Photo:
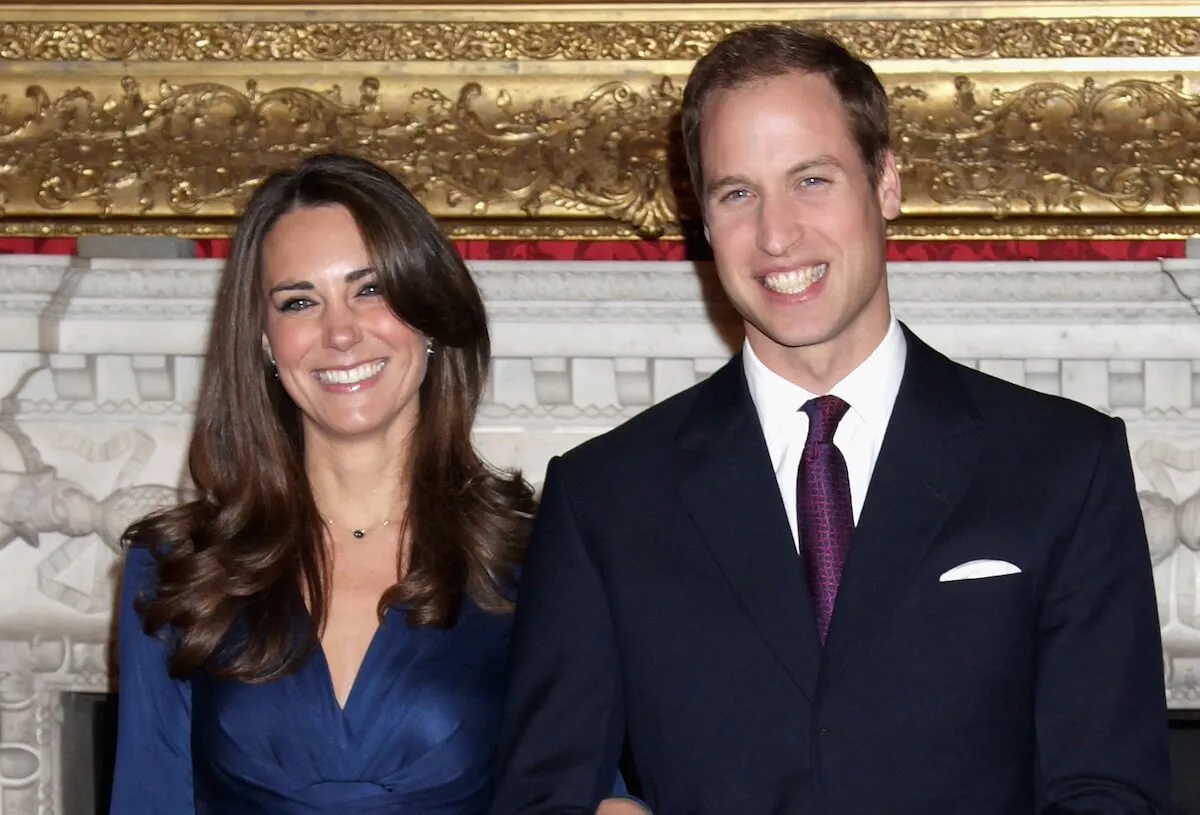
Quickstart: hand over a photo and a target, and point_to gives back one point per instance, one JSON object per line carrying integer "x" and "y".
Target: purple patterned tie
{"x": 825, "y": 514}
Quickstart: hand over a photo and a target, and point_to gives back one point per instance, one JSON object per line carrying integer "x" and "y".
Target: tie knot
{"x": 825, "y": 413}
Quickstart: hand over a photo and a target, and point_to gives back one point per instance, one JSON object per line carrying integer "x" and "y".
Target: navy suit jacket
{"x": 663, "y": 603}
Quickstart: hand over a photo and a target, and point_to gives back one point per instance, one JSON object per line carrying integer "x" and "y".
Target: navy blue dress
{"x": 417, "y": 733}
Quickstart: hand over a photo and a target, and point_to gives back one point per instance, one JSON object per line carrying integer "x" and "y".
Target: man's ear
{"x": 887, "y": 186}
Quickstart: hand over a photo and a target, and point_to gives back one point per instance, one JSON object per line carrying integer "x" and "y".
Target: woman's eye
{"x": 295, "y": 304}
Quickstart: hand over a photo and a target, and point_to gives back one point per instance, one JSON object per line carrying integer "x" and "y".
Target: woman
{"x": 324, "y": 628}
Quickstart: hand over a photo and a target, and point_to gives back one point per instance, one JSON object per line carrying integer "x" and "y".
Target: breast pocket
{"x": 977, "y": 594}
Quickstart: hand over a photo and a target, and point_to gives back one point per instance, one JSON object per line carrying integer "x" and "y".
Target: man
{"x": 844, "y": 574}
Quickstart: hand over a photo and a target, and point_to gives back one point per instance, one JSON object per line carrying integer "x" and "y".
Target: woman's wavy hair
{"x": 235, "y": 565}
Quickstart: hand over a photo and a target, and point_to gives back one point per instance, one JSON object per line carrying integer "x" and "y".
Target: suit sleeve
{"x": 1101, "y": 700}
{"x": 563, "y": 721}
{"x": 154, "y": 751}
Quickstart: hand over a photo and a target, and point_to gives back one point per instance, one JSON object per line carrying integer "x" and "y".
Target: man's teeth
{"x": 351, "y": 377}
{"x": 796, "y": 281}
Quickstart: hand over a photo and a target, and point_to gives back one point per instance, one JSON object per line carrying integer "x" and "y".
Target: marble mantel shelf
{"x": 100, "y": 363}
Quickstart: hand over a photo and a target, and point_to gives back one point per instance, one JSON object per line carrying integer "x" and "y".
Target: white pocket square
{"x": 977, "y": 569}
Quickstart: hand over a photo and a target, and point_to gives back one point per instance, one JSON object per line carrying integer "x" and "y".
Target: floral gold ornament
{"x": 519, "y": 120}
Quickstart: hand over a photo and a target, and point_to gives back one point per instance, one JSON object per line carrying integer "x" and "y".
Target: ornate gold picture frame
{"x": 557, "y": 120}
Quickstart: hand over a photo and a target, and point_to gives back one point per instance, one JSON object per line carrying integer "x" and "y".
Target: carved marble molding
{"x": 531, "y": 120}
{"x": 100, "y": 361}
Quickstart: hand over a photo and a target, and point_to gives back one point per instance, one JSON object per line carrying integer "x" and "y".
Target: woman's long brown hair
{"x": 235, "y": 564}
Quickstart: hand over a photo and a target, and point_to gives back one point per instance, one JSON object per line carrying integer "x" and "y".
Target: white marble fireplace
{"x": 100, "y": 361}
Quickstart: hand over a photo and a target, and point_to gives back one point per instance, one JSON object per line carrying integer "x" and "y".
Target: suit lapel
{"x": 922, "y": 473}
{"x": 731, "y": 492}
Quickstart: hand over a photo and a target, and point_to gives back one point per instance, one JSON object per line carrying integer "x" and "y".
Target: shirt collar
{"x": 870, "y": 389}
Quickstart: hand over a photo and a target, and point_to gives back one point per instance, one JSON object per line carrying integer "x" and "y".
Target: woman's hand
{"x": 621, "y": 807}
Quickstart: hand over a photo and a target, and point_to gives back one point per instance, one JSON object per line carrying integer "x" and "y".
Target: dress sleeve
{"x": 154, "y": 750}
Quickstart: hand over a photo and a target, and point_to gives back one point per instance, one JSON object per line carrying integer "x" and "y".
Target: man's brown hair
{"x": 763, "y": 52}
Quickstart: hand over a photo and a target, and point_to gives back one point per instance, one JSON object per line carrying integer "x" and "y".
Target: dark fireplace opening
{"x": 88, "y": 751}
{"x": 89, "y": 748}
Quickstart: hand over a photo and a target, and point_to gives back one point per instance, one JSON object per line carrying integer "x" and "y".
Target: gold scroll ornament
{"x": 516, "y": 120}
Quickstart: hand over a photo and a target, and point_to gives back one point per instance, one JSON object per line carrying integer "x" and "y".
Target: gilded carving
{"x": 652, "y": 40}
{"x": 499, "y": 151}
{"x": 532, "y": 121}
{"x": 1051, "y": 147}
{"x": 196, "y": 149}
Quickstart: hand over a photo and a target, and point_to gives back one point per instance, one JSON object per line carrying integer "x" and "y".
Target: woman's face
{"x": 349, "y": 364}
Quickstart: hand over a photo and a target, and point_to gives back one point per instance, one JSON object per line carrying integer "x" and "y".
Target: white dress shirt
{"x": 870, "y": 390}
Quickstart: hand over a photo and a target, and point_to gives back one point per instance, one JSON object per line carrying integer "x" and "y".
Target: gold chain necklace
{"x": 361, "y": 532}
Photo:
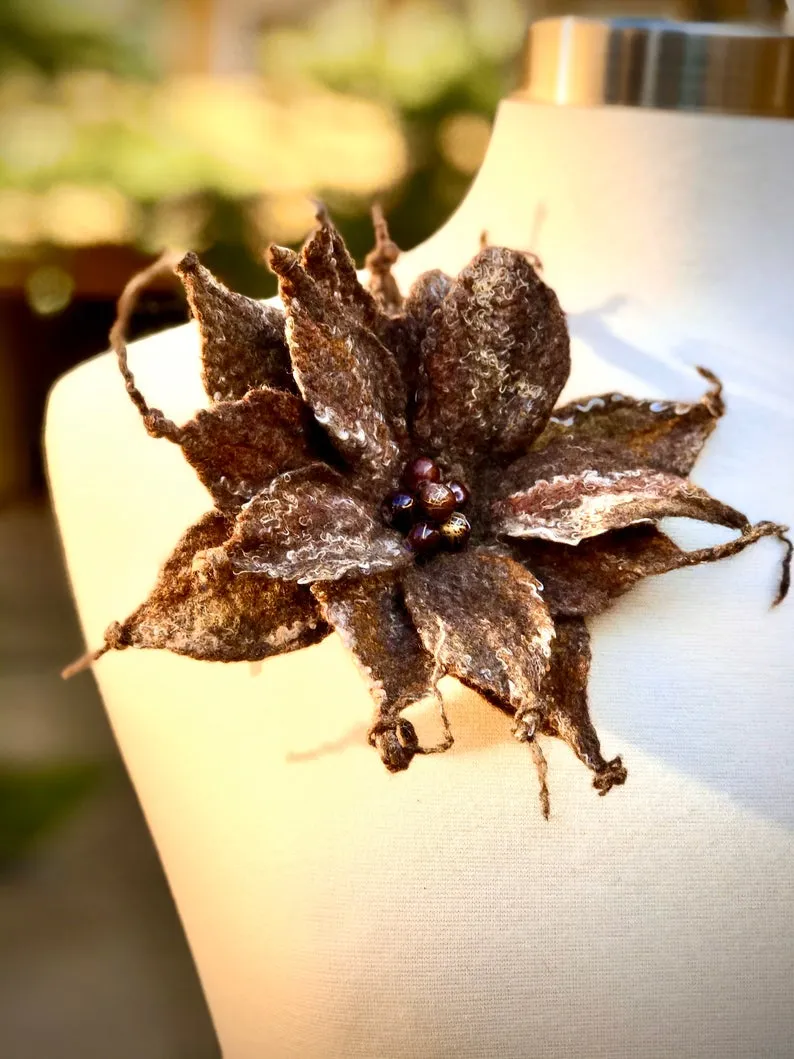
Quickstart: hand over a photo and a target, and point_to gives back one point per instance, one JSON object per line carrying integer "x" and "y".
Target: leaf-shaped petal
{"x": 565, "y": 712}
{"x": 494, "y": 360}
{"x": 570, "y": 507}
{"x": 326, "y": 259}
{"x": 308, "y": 526}
{"x": 667, "y": 435}
{"x": 238, "y": 447}
{"x": 242, "y": 341}
{"x": 404, "y": 334}
{"x": 347, "y": 376}
{"x": 205, "y": 613}
{"x": 482, "y": 616}
{"x": 371, "y": 617}
{"x": 587, "y": 578}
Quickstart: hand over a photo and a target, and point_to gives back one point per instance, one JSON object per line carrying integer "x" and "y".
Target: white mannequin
{"x": 335, "y": 910}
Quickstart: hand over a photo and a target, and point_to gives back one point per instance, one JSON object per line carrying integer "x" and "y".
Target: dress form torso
{"x": 335, "y": 910}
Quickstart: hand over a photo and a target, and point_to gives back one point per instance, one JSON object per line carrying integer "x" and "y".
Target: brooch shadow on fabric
{"x": 395, "y": 469}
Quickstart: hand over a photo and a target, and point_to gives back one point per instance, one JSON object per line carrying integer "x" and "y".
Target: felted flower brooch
{"x": 394, "y": 469}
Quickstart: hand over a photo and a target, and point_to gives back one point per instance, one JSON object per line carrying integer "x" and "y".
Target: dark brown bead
{"x": 462, "y": 494}
{"x": 423, "y": 538}
{"x": 421, "y": 469}
{"x": 437, "y": 501}
{"x": 398, "y": 509}
{"x": 455, "y": 531}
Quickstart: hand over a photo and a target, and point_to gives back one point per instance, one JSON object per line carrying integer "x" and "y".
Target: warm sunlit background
{"x": 127, "y": 126}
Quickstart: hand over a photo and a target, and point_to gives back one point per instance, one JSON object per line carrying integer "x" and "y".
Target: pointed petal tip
{"x": 188, "y": 264}
{"x": 281, "y": 259}
{"x": 84, "y": 662}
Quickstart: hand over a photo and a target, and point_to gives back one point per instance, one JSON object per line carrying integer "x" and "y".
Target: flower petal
{"x": 482, "y": 616}
{"x": 307, "y": 526}
{"x": 327, "y": 261}
{"x": 198, "y": 611}
{"x": 347, "y": 376}
{"x": 494, "y": 360}
{"x": 565, "y": 713}
{"x": 371, "y": 617}
{"x": 404, "y": 334}
{"x": 242, "y": 341}
{"x": 572, "y": 507}
{"x": 587, "y": 578}
{"x": 667, "y": 435}
{"x": 237, "y": 447}
{"x": 566, "y": 491}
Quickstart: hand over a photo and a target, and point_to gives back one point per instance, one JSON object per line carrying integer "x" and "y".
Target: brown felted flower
{"x": 345, "y": 435}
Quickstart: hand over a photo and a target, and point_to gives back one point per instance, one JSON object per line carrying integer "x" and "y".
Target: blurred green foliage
{"x": 358, "y": 100}
{"x": 34, "y": 800}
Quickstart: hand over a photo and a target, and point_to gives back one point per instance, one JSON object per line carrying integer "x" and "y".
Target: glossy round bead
{"x": 437, "y": 501}
{"x": 423, "y": 538}
{"x": 398, "y": 509}
{"x": 421, "y": 469}
{"x": 455, "y": 531}
{"x": 462, "y": 494}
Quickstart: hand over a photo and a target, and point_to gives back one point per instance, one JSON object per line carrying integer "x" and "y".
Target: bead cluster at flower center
{"x": 427, "y": 510}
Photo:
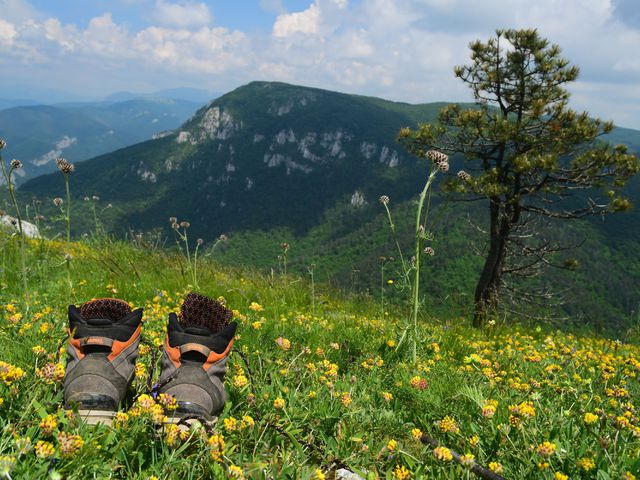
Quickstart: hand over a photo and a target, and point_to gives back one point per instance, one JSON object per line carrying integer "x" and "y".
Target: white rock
{"x": 29, "y": 229}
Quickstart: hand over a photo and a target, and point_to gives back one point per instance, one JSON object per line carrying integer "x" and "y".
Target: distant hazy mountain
{"x": 190, "y": 94}
{"x": 271, "y": 162}
{"x": 37, "y": 134}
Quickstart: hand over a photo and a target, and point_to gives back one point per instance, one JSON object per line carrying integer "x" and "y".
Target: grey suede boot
{"x": 195, "y": 356}
{"x": 104, "y": 335}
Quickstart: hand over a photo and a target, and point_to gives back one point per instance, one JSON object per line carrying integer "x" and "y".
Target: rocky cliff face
{"x": 264, "y": 155}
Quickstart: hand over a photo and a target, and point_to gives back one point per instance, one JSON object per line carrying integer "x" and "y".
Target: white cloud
{"x": 183, "y": 14}
{"x": 8, "y": 33}
{"x": 319, "y": 18}
{"x": 307, "y": 22}
{"x": 398, "y": 49}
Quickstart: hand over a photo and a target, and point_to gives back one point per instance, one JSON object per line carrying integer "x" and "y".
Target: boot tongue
{"x": 104, "y": 311}
{"x": 203, "y": 315}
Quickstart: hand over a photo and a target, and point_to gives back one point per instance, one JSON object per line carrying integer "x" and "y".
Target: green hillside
{"x": 316, "y": 384}
{"x": 269, "y": 163}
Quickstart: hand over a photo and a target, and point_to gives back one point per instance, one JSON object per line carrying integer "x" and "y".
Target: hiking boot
{"x": 195, "y": 356}
{"x": 104, "y": 335}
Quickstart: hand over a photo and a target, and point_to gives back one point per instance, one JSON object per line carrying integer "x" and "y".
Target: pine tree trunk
{"x": 486, "y": 294}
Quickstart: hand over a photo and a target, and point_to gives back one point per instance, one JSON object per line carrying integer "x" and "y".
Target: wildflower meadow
{"x": 317, "y": 384}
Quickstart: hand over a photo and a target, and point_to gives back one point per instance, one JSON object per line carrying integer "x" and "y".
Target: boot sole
{"x": 95, "y": 417}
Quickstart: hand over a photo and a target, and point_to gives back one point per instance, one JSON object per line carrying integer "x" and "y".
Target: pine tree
{"x": 525, "y": 152}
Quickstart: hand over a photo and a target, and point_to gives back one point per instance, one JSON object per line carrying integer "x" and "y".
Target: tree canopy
{"x": 527, "y": 153}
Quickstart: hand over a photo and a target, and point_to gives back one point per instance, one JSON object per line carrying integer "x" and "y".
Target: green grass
{"x": 350, "y": 399}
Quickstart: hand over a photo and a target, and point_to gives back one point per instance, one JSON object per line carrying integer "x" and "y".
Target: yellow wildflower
{"x": 318, "y": 475}
{"x": 546, "y": 449}
{"x": 448, "y": 424}
{"x": 48, "y": 424}
{"x": 401, "y": 473}
{"x": 256, "y": 307}
{"x": 235, "y": 472}
{"x": 590, "y": 418}
{"x": 69, "y": 444}
{"x": 230, "y": 424}
{"x": 467, "y": 460}
{"x": 586, "y": 464}
{"x": 44, "y": 449}
{"x": 216, "y": 443}
{"x": 442, "y": 453}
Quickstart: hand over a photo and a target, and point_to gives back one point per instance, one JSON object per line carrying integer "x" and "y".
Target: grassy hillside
{"x": 528, "y": 403}
{"x": 269, "y": 163}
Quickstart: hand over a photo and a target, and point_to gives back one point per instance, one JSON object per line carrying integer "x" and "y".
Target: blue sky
{"x": 402, "y": 50}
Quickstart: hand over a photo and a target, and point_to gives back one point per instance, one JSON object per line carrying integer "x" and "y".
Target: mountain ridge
{"x": 269, "y": 162}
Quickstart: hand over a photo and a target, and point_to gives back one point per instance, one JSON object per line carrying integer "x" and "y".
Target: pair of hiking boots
{"x": 104, "y": 336}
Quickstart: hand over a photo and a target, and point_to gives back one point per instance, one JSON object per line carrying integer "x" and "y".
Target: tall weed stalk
{"x": 411, "y": 270}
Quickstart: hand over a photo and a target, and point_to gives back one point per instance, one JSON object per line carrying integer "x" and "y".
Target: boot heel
{"x": 95, "y": 417}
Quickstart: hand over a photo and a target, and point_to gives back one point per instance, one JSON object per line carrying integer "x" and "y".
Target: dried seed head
{"x": 464, "y": 176}
{"x": 443, "y": 166}
{"x": 64, "y": 166}
{"x": 437, "y": 157}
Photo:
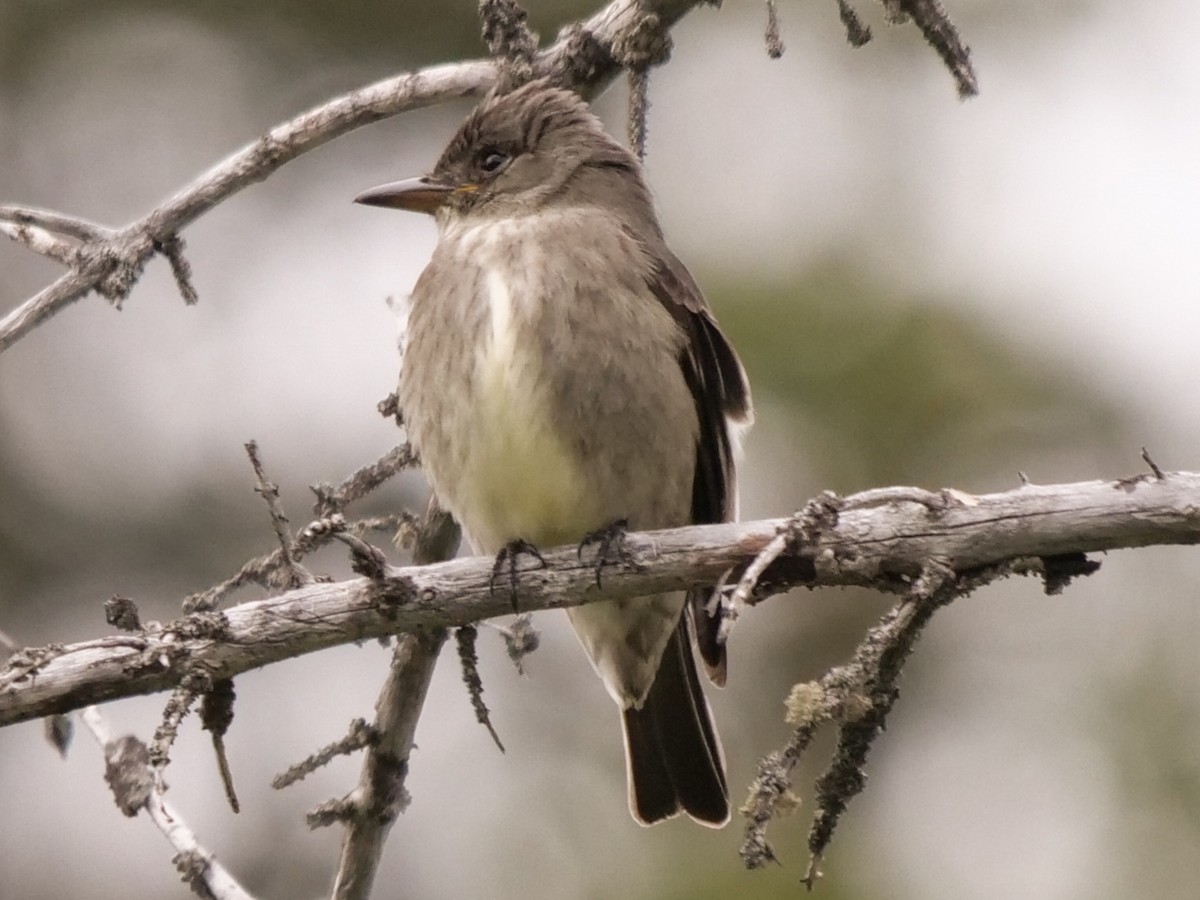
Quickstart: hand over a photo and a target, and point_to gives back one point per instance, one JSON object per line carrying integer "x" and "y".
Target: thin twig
{"x": 773, "y": 39}
{"x": 331, "y": 499}
{"x": 59, "y": 222}
{"x": 465, "y": 640}
{"x": 127, "y": 763}
{"x": 358, "y": 736}
{"x": 41, "y": 241}
{"x": 382, "y": 795}
{"x": 270, "y": 492}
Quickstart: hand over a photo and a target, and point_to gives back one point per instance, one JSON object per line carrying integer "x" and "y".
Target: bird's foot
{"x": 508, "y": 558}
{"x": 611, "y": 546}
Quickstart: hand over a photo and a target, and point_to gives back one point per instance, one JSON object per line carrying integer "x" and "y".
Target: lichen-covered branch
{"x": 881, "y": 539}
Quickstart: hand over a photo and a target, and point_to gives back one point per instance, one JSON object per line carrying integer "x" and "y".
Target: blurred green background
{"x": 924, "y": 292}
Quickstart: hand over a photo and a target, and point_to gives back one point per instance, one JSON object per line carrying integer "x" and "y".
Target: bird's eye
{"x": 493, "y": 161}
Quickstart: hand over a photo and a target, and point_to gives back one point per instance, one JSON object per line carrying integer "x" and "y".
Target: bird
{"x": 563, "y": 379}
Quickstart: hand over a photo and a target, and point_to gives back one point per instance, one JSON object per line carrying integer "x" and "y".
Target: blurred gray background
{"x": 924, "y": 292}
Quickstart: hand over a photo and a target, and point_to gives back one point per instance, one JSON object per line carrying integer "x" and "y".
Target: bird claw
{"x": 612, "y": 550}
{"x": 508, "y": 557}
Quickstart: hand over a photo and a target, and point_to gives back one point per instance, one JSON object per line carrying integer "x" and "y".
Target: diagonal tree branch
{"x": 881, "y": 539}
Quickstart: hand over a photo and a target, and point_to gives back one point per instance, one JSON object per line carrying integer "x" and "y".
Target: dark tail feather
{"x": 671, "y": 748}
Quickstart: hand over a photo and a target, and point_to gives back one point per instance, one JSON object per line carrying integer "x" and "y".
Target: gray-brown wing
{"x": 719, "y": 385}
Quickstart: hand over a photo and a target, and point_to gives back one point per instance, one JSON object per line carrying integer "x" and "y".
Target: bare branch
{"x": 885, "y": 546}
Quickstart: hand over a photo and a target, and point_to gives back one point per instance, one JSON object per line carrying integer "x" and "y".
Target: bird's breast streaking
{"x": 522, "y": 479}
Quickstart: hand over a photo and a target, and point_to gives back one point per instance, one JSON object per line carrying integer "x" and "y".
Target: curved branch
{"x": 882, "y": 539}
{"x": 111, "y": 264}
────
Please gather every line of the material above that contains the word "background". Case counts.

Target: warm sunlit background
Target: blurred green background
Target: blurred gray background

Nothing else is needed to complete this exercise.